◆ DOCUMENT SECTION ◆
· · · · · · ·

# Short Story Contest (DEADLINE AUGUST 2, 2021)



## Raiden (Jul 6, 2021)

Hello everyone,

Thanks for your feedback! excited to announce the return of our Short Stories Competition. The theme is: freestyle! A few ground rules for the contest:


Members will enter into a friendly competition to submit their stories.
Please make sure your stories are a*t least 350 words*.
Entry needs to be created by you.
You cannot vote for yourself.
The entries has to be sent via PM to @Raiden and @Island until *July 26th, 2021* midnight, UCT.
General forums rules still in effect.

*Voting Process*

Submissions will be posted anonymously.
The authors will be revealed after the winner has been decided.

· · · · · · ·

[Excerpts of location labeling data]
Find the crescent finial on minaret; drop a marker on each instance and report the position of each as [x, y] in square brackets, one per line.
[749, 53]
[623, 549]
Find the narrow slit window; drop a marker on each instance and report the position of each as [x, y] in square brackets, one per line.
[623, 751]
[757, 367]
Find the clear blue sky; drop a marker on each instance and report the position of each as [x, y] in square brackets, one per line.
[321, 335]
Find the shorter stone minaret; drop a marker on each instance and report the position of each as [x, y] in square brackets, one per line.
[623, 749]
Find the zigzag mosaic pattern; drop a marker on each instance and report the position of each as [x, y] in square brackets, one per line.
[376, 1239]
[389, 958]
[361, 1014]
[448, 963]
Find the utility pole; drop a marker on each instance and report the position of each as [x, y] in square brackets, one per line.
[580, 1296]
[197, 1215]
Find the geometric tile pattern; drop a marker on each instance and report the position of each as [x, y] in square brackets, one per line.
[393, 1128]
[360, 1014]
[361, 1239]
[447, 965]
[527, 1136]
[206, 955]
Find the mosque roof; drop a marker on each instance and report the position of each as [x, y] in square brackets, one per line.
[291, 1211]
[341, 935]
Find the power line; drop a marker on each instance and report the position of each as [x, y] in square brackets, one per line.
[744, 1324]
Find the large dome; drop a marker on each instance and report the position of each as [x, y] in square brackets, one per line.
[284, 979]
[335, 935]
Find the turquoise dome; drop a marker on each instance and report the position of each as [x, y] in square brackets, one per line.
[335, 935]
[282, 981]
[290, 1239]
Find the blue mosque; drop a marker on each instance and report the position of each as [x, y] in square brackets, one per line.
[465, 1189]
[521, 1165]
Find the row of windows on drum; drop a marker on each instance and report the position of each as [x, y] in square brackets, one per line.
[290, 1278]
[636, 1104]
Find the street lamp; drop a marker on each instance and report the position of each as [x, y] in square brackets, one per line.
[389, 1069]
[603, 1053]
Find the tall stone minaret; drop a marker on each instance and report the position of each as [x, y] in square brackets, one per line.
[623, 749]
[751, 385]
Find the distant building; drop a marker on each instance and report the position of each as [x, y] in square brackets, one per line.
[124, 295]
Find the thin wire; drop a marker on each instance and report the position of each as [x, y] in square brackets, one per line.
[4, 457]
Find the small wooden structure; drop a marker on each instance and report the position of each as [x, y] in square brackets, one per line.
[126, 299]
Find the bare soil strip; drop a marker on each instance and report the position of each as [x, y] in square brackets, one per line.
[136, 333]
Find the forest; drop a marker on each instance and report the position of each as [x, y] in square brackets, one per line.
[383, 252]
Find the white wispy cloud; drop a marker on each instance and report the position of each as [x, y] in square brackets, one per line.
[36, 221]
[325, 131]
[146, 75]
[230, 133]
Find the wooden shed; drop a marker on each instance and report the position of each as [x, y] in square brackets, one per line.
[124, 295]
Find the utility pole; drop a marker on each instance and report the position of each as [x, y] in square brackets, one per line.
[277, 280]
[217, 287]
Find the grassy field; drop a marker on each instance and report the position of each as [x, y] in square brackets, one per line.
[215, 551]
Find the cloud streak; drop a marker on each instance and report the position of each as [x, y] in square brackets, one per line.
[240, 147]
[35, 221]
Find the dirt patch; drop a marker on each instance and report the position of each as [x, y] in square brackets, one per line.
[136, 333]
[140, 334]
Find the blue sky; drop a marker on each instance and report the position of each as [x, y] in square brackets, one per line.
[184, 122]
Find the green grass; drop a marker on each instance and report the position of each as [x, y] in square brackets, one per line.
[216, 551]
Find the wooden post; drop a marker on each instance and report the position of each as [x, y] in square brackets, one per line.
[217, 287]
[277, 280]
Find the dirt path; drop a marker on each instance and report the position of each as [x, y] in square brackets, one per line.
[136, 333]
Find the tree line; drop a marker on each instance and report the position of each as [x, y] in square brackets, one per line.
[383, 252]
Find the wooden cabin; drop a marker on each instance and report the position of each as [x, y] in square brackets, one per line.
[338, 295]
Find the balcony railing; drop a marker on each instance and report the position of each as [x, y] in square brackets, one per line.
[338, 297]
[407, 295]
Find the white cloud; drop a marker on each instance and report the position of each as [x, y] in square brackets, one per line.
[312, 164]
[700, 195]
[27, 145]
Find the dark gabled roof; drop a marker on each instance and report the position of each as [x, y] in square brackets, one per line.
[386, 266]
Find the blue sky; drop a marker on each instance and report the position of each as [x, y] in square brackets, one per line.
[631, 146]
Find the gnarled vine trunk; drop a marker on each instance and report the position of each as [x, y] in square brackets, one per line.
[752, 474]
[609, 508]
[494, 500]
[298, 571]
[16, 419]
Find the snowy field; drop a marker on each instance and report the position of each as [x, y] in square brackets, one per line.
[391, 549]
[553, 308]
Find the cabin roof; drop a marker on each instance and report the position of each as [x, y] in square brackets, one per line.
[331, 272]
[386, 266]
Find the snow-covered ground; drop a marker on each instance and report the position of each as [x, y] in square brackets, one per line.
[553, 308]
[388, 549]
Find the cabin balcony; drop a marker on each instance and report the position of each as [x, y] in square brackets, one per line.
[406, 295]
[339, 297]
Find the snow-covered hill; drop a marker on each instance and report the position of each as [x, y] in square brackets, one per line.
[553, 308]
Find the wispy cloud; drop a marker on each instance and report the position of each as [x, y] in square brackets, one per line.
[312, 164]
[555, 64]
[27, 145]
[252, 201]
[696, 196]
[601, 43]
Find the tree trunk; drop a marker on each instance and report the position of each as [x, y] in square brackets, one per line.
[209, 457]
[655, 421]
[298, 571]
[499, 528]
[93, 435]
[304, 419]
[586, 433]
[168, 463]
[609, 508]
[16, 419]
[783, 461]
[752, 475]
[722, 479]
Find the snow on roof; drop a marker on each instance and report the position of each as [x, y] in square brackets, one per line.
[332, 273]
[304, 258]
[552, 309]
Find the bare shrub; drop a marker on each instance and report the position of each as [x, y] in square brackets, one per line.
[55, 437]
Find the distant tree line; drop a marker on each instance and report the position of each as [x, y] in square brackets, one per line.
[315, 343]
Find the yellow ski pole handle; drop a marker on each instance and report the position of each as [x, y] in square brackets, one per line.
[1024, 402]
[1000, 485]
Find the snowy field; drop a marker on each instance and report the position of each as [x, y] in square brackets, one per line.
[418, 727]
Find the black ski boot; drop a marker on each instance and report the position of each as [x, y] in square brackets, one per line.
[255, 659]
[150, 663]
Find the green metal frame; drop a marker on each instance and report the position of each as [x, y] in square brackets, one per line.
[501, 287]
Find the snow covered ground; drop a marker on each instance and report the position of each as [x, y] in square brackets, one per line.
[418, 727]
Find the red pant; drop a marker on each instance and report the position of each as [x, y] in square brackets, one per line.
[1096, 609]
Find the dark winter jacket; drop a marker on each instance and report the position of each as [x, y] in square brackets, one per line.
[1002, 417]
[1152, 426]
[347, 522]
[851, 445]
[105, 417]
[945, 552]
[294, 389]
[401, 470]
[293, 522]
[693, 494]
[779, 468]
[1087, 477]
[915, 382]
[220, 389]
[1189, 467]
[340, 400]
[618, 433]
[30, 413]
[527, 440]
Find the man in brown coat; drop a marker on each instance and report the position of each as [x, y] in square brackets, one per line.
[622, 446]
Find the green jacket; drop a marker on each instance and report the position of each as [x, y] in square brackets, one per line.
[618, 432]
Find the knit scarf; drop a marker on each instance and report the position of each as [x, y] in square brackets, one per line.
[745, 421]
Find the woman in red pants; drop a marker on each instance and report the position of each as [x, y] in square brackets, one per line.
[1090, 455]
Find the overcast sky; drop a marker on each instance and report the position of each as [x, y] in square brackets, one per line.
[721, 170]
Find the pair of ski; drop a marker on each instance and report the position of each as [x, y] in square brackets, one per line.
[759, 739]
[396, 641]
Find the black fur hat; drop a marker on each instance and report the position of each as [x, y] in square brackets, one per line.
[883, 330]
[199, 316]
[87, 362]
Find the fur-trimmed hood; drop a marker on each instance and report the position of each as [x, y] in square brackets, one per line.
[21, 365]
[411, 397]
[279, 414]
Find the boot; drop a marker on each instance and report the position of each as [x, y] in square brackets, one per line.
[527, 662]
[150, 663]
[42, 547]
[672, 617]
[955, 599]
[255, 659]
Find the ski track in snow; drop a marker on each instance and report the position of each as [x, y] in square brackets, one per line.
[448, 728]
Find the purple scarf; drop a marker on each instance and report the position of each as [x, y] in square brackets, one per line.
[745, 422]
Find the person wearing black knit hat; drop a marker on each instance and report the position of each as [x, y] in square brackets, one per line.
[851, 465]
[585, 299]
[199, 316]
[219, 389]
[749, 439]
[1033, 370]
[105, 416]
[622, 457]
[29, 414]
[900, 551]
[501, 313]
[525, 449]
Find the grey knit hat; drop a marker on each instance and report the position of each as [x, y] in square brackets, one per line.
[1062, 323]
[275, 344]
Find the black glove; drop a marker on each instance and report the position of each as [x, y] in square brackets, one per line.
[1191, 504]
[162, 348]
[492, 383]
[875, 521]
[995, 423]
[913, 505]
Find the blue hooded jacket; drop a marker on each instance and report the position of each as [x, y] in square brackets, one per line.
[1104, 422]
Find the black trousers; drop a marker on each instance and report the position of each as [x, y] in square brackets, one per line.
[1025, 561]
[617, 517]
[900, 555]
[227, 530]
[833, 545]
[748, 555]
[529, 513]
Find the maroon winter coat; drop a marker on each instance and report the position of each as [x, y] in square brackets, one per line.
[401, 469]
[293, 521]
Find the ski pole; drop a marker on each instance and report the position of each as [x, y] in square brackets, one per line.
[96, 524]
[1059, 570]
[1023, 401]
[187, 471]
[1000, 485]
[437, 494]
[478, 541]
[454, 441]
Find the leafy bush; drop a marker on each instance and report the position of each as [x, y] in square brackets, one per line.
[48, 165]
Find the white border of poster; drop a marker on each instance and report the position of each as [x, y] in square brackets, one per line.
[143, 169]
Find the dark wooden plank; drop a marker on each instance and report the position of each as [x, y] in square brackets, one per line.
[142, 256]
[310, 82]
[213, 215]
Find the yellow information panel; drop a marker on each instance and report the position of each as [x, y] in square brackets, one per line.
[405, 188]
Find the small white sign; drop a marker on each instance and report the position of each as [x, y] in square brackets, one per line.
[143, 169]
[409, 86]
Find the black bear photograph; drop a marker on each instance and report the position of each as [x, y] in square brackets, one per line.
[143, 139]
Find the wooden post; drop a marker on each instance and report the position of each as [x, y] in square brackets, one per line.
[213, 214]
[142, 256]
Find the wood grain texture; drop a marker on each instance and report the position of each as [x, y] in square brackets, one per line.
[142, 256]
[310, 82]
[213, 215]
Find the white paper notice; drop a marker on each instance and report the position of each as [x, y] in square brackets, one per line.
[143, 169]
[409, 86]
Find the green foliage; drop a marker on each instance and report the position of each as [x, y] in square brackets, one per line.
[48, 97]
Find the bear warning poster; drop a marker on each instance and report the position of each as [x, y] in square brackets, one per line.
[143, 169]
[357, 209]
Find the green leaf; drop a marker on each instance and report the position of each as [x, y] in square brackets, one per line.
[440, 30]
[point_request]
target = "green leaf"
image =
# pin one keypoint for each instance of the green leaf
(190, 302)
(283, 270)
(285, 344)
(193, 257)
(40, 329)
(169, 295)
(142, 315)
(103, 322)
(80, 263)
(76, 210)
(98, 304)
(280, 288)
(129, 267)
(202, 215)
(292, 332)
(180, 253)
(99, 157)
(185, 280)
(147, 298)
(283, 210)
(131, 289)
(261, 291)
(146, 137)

· · · · · · ·

◆ SET OF TASKS ◆
A - List every date that appears in the short story contest post.
B - Copy the passage of the short story contest post between "## Raiden (Jul" and "still in effect.", inclusive.

◆ CORRECT ANSWERS ◆
A -
August 2, 2021
Jul 6, 2021
July 26th, 2021

B -
## Raiden (Jul 6, 2021)

Hello everyone,

Thanks for your feedback! excited to announce the return of our Short Stories Competition. The theme is: freestyle! A few ground rules for the contest:


Members will enter into a friendly competition to submit their stories.
Please make sure your stories are a*t least 350 words*.
Entry needs to be created by you.
You cannot vote for yourself.
The entries has to be sent via PM to @Raiden and @Island until *July 26th, 2021* midnight, UCT.
General forums rules still in effect.